* RECORDS PROVIDED
● ● ● ●

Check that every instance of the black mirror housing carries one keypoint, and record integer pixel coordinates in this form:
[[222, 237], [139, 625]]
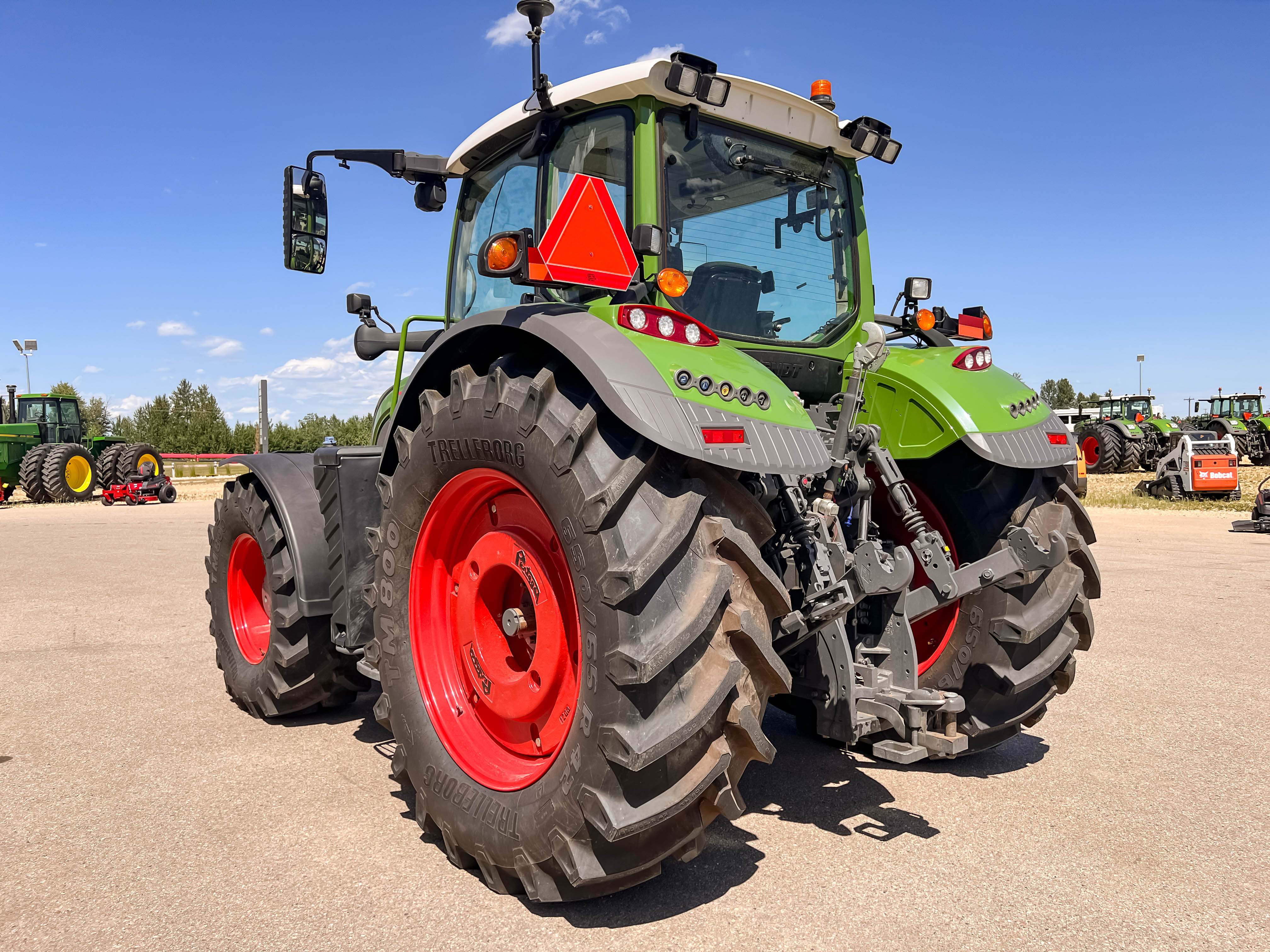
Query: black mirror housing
[[304, 220]]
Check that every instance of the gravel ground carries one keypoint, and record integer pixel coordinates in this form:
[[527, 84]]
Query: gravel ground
[[140, 809]]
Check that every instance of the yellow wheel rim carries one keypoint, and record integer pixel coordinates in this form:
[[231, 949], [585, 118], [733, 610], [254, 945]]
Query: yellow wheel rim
[[79, 474]]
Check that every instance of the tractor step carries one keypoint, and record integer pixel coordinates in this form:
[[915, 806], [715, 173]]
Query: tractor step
[[898, 752]]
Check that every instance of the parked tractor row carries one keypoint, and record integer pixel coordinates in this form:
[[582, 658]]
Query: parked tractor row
[[46, 451]]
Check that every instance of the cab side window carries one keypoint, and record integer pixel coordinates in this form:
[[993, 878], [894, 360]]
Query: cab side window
[[501, 199], [596, 145]]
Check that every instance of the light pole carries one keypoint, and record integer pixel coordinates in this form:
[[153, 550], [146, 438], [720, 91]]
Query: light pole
[[27, 348]]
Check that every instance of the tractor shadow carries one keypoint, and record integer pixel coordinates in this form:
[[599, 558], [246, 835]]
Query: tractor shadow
[[812, 782]]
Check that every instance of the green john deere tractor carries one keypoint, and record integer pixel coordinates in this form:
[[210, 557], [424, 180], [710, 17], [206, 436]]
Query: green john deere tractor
[[46, 450], [662, 466], [1126, 436], [1243, 417]]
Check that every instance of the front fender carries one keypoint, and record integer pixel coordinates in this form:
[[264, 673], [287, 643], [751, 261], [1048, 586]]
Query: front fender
[[289, 482], [924, 404], [626, 382]]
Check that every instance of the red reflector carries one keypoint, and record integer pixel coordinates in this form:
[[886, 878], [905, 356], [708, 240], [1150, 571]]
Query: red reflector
[[723, 436]]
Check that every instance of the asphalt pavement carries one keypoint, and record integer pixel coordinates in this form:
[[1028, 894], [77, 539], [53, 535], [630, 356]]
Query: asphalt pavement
[[141, 809]]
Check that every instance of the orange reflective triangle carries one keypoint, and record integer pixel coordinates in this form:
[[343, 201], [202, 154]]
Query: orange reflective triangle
[[586, 243]]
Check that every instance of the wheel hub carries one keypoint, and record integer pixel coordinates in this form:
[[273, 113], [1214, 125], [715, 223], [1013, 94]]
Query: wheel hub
[[249, 598], [495, 629]]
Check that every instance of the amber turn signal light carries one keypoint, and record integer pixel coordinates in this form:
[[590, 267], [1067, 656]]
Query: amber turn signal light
[[502, 253], [672, 282]]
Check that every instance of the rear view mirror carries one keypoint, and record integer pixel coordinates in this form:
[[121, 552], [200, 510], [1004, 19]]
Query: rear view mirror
[[304, 220]]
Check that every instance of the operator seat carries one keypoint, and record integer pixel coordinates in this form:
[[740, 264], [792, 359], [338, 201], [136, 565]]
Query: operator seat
[[724, 296]]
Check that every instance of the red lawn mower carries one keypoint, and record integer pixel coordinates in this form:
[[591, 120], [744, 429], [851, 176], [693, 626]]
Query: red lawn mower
[[141, 487]]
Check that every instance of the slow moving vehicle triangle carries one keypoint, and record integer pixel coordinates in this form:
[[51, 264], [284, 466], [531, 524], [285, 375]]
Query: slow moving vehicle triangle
[[586, 243]]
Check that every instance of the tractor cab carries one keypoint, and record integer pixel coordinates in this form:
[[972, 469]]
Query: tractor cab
[[1236, 407], [1126, 408], [58, 417]]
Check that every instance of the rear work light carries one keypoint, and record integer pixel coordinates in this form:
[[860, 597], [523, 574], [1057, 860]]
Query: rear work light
[[973, 359], [721, 434], [666, 324]]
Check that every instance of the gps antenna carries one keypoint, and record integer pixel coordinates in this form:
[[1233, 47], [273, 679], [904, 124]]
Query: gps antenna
[[536, 11]]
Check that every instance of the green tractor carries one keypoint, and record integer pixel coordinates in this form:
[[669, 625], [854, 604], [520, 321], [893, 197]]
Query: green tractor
[[46, 450], [1243, 417], [1126, 436], [662, 465]]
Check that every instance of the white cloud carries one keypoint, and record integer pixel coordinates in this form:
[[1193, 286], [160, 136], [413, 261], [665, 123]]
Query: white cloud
[[508, 30], [660, 53], [511, 30], [614, 17], [239, 381], [308, 367], [221, 347], [128, 405]]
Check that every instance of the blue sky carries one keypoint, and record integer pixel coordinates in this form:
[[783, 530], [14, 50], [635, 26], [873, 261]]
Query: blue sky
[[1094, 174]]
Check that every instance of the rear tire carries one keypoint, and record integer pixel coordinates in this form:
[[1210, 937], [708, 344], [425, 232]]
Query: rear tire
[[1011, 649], [31, 474], [69, 474], [673, 606], [1103, 449], [276, 660]]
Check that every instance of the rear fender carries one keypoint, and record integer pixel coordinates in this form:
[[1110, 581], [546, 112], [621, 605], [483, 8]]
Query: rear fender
[[289, 482], [924, 405], [625, 380]]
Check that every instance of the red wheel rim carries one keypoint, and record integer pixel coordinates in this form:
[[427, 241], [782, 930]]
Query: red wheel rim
[[502, 704], [248, 598], [931, 632]]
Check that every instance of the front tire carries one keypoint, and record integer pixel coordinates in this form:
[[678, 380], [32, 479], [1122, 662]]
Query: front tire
[[657, 704], [31, 474], [1103, 449], [275, 660], [1011, 648]]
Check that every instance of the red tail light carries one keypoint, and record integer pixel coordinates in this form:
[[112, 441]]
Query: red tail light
[[973, 359], [719, 434], [666, 324]]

● ● ● ●

* TO DO
Copy all of the rows above word for word, and leave the pictures out of your copy.

* CORRECT RESULT
Check that every instance of the black mirror housing carries one keypoint, and record integer pixel coordinates in this form:
[[222, 237], [139, 625]]
Query: black mirror housing
[[304, 220]]
Check that every instance of the gravel ground carries one keypoint, and record integer pixel coordinates in this form:
[[527, 84]]
Query: gravel ground
[[140, 809]]
Check that every instance of the yellow wheel rim carries one keypoint, and record integer pixel coordinates in this form:
[[231, 949], [585, 118], [733, 610], [254, 945]]
Query: yellow wheel rim
[[79, 474]]
Check that every instance of the tractor step carries one keypoint, and record integer pixel coordinates in this form:
[[915, 806], [715, 173]]
Query: tractor step
[[898, 752]]
Check that every instance of the parked tractor row carries one keypoint, and record integer pixel coordinates in this form:
[[582, 658]]
Query: parked tractor row
[[46, 451]]
Check that every instance of the cab side window carries one keypoint, and record integer pixel coordinates in this form:
[[993, 878], [894, 360]]
Query: cab side window
[[501, 199], [596, 145]]
Check that every instance of the light pole carries one keypoint, and record integer pixel coordinates in this form:
[[153, 550], [146, 438], [720, 91]]
Query: light pole
[[27, 348]]
Check that every instance of the tractor shadow carries one keypoint, and record integer pixel coordinates in this form:
[[599, 558], [246, 835]]
Query: tractor shadow
[[812, 782]]
Check that every instance of the green john deere tractor carries one keypoint, and record integer pixel coordinates in this form:
[[210, 557], [424, 180], [710, 17], [206, 436]]
Query: green john deere tractor
[[46, 450], [662, 466], [1126, 436], [1243, 417]]
Check that every instance of the front fender carries one keypoint, and record integer pixel coordinates in this form:
[[264, 673], [287, 643], [751, 261], [1048, 586]]
Query: front fender
[[289, 482], [924, 404], [626, 382]]
Check that every instance of the red reflector carries one keypoint, and record integer pixel coordinates in this form:
[[886, 878], [905, 356], [708, 240], [1150, 571]]
Query: red reflector
[[723, 436]]
Check that every instance of the asphalt pavement carries one keypoint, and record integer pixel coordinates in this form:
[[1028, 894], [77, 539], [53, 535], [630, 356]]
Query: asphalt pavement
[[141, 809]]
Check that every instance of the orange reflective triangle carries one keypoint, and record integer pixel coordinates in this form:
[[343, 201], [202, 154]]
Query: orange reflective triangle
[[586, 243]]
Check that every instance of the wheel hub carries one keypoint, and record integer pixel coordinates in this form:
[[273, 113], [1214, 125], [715, 223], [1013, 94]]
Query: wheel hub
[[249, 598], [495, 629]]
Check that every instance of the amber turn signal light carries one keypoint, and record integer pixel coordinates in this form:
[[590, 267], [1067, 656]]
Query: amber turn signal light
[[502, 253], [672, 282]]
Check that every instance of the rear view mirror carries one keypoint, and record integer pixel coordinates in this form:
[[121, 552], [200, 510], [1004, 19]]
Query: rear view mirror
[[304, 220]]
Check that every instance of the operator seat carries one keypoint, and record integer pixel coordinates in this form:
[[740, 264], [792, 359], [338, 201], [136, 565]]
Query: operator seat
[[724, 296]]
Check that every instance of the red lawn mower carries one keypoint, and record integer pixel coordinates in this form:
[[591, 120], [744, 429], [851, 176], [693, 626]]
Query: red lawn mower
[[141, 487]]
Check that every instance of the slow moving vehicle triangle carries one keypoint, and record integer pixel coordinates in this form:
[[51, 264], [284, 466], [531, 524], [285, 375]]
Query: slow moving vehicle triangle
[[586, 243]]
Check that every instance of the tractor cab carries one keypoint, and record integer pixel coordinates in this form:
[[972, 469]]
Query: tractor cab
[[1236, 407], [1126, 408], [58, 417]]
Check that every instance of the rear work light carries one keypoint, and record integer pixel coordinates in this form:
[[860, 597], [523, 574], [1057, 860]]
Query: rear work light
[[973, 359], [721, 434], [666, 324]]
Check that every instance of the gps antenna carries one keypoint, and record integer pixel coordinates in this form:
[[1233, 47], [273, 679], [904, 124]]
Query: gps antenna
[[536, 11]]
Check that every instance of the green tractor carries one keypoint, and record integer pixel coordinates in this form:
[[669, 625], [854, 604], [520, 321], [893, 197]]
Query: green tractor
[[46, 450], [1243, 417], [1126, 436], [662, 465]]
Check that every instance of the white cloud carries one keypoint, and record integer pixel coordinates in this form:
[[1193, 286], [160, 136], [413, 261], [665, 123]]
Query: white cloud
[[508, 30], [660, 53], [511, 30], [614, 17], [239, 381], [308, 367], [221, 347], [128, 405]]
Check that every instance of the blue sky carries one keypoint, and record integer pixel coordinates in this form:
[[783, 530], [14, 50], [635, 26], [873, 261]]
Query: blue sky
[[1094, 174]]
Check that every instance of the rear tire carries one keypoint, and record integer pixel coordinates in this form:
[[1210, 937], [708, 344], [425, 232]]
Query: rear tire
[[1011, 649], [31, 474], [69, 474], [673, 606], [1103, 449], [276, 660]]
Check that every instance of the rear fender carries one keypoint, and record integer pixel coordinates in this form:
[[1110, 581], [546, 112], [621, 605], [483, 8]]
Query: rear fender
[[289, 482], [924, 405], [625, 380]]
Check that every instance of the red wheel rim carries one keypoint, and record integer pixel coordinates in this form:
[[427, 241], [782, 930]]
Query: red wheel rim
[[502, 704], [248, 598], [931, 632]]
Check that every instance of the front tire carries one keypoint, and record integer pixel coordinates in this form:
[[678, 380], [32, 479], [1122, 662]]
Query: front tire
[[657, 704], [31, 474], [1103, 449], [275, 660], [1011, 648]]
Check that every instance of the red tail light carries one keypoint, and record integer pixel coordinates in this form:
[[112, 441]]
Query: red tail light
[[973, 359], [719, 434], [666, 324]]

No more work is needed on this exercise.